OBJECTIVE: Give every line below again, exactly.

(Position identification records)

____________

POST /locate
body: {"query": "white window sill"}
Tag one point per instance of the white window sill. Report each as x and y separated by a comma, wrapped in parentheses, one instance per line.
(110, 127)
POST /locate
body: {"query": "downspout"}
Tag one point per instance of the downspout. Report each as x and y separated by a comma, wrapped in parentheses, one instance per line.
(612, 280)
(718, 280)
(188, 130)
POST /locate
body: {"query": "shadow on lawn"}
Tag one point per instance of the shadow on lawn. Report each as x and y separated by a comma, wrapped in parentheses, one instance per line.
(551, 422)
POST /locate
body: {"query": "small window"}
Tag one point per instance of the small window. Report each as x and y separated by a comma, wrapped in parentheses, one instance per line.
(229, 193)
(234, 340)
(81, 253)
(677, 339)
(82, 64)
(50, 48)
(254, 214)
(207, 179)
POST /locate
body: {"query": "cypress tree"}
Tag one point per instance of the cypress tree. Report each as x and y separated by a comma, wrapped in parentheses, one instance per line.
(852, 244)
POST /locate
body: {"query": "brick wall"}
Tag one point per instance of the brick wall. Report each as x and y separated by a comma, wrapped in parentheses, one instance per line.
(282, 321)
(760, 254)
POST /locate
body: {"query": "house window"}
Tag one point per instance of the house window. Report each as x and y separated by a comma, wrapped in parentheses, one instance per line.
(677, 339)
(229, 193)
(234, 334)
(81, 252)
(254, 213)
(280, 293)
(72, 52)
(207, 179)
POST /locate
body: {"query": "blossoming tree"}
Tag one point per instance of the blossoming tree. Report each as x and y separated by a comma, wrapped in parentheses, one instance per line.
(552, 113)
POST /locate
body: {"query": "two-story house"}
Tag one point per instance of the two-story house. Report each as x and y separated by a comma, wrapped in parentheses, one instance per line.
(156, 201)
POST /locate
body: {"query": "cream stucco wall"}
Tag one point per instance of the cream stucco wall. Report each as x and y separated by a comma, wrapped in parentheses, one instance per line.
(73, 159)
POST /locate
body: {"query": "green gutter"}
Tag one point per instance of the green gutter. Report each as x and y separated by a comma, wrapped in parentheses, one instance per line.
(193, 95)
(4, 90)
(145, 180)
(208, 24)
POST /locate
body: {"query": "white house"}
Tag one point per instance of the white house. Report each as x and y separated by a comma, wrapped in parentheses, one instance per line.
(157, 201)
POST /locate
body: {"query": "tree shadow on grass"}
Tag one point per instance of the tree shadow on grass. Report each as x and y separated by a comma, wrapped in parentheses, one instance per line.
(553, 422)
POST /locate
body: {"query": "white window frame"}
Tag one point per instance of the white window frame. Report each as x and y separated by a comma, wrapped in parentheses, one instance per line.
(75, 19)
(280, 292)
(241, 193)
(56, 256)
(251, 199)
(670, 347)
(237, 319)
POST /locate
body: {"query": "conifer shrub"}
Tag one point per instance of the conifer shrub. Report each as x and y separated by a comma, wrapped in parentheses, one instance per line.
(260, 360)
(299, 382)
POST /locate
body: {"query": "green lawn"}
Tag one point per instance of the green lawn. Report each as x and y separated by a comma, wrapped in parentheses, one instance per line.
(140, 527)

____________

SOLUTION TO THE EXERCISE:
POST /locate
body: {"query": "white window sill"}
Tag one point per instance of the white window sill. Report each as x and y separated by a comma, wrapped in parentheses, one instance per line.
(110, 127)
POST /locate
body: {"query": "downspout"}
Tag one point per instance of the downspout. Report each as x and y separated by a comma, wrapped in parentheses, one instance per line.
(612, 280)
(718, 280)
(188, 130)
POST /locate
body: {"query": "shadow on lawn"}
Tag one point per instance of the shadow on lawn. Report each as x and y separated by a comma, wrapped in parentheses, one instance per line.
(551, 422)
POST /locate
body: {"query": "small window"}
Tag one point per instance of the small window. Report each as x and y separated by a comma, wrapped in parentheses, one instance per line.
(229, 193)
(234, 340)
(81, 253)
(677, 339)
(82, 64)
(50, 48)
(254, 214)
(207, 179)
POST /locate
body: {"query": "cypress tree"}
Tag one point per instance of the cypress tree. Report each as x and y separated by a comma, wrapped in parentheses, one instance per line.
(852, 244)
POST /locate
body: {"query": "brick wall"}
Tag one point per instance of the brick wall. Report each as x and y separated by a comma, wrapped in parentheses, one instance per line.
(282, 321)
(760, 254)
POST /locate
body: {"query": "house window"}
Tag one point per instance of the house window. Report each as x and y separated by a comma, wrapped in parentheses, one instance per line.
(677, 339)
(229, 193)
(234, 334)
(81, 252)
(254, 213)
(280, 293)
(72, 52)
(207, 179)
POST /locate
body: {"query": "blossoming tree"}
Tag one point per instance of the blossoming tree. Report each as x and y separated by a comma, wrapped in parentheses, one instance per line.
(552, 113)
POST /locate
body: {"query": "two-story house"}
Tag one point per instance of the two-story house. Report each as x and y separated by a comma, wrapped in parentheses, one instance per line.
(156, 201)
POST /locate
body: {"query": "cream stucco wall"}
Tag one point per instance of the cream stucco wall. Report each as x and y separated by a comma, wrapped in parentheses, one instance per line.
(73, 159)
POST /locate
body: {"query": "green gutter"}
Tag one point per instance of the green gutter. Report each as x and y separated by a comma, wrapped in parentheses, one instance per line.
(193, 95)
(4, 90)
(145, 180)
(208, 24)
POST /locate
body: {"query": "white house"}
Tag one point per instance of the white house. Report each as x and y separated by a comma, wrapped in parentheses, one instance per line.
(157, 201)
POST /locate
body: {"query": "tree shadow on grass"}
Tag one point per instance of the tree shadow on grass. Report each as x and y separated by a comma, wrapped in parentheses, one instance per line.
(553, 422)
POST /locate
body: {"query": "white window frame"}
Tag one point per instance of the white window frame. Report each as x and y separated by a comma, wrapped in parentheses, one instance per line.
(75, 19)
(280, 292)
(241, 193)
(56, 256)
(251, 199)
(670, 347)
(237, 319)
POST /locate
body: {"query": "conifer shrub"}
Tag one point per instance of the conifer shrub. Report each as x and y separated by a comma, wrapped in parentheses, one instance per line.
(260, 360)
(299, 382)
POST /locate
body: {"query": "green lawn"}
Tag one point per instance of the green lawn. Report each as x and y separated by a comma, wrapped in parentheses, one instance per line.
(140, 527)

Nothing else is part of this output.